───── INFORMATION

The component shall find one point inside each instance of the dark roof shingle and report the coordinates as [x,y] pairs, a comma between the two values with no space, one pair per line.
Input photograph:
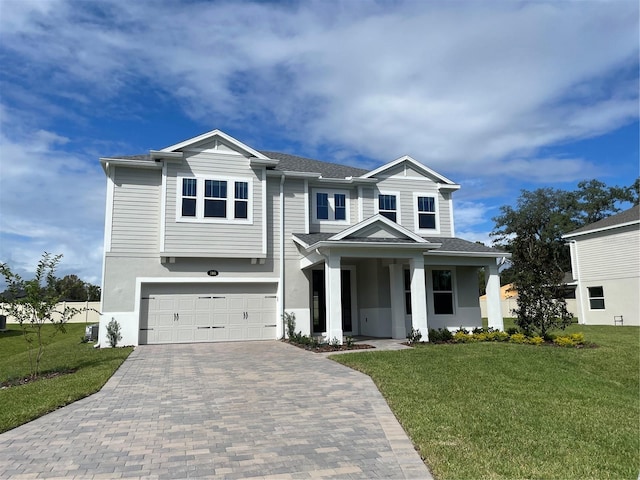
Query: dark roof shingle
[627,216]
[293,163]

──────────

WORK TO COMPLETE:
The material shown above is to be repeated verbatim, and its pictures are to be omitted.

SOLUTION:
The component shall find one point inside each instance of the dark roof shingle and report the coordinates as [x,y] pairs, a comma between the two values with no space, one pair per line.
Input photograph:
Query: dark roof shingle
[627,216]
[293,163]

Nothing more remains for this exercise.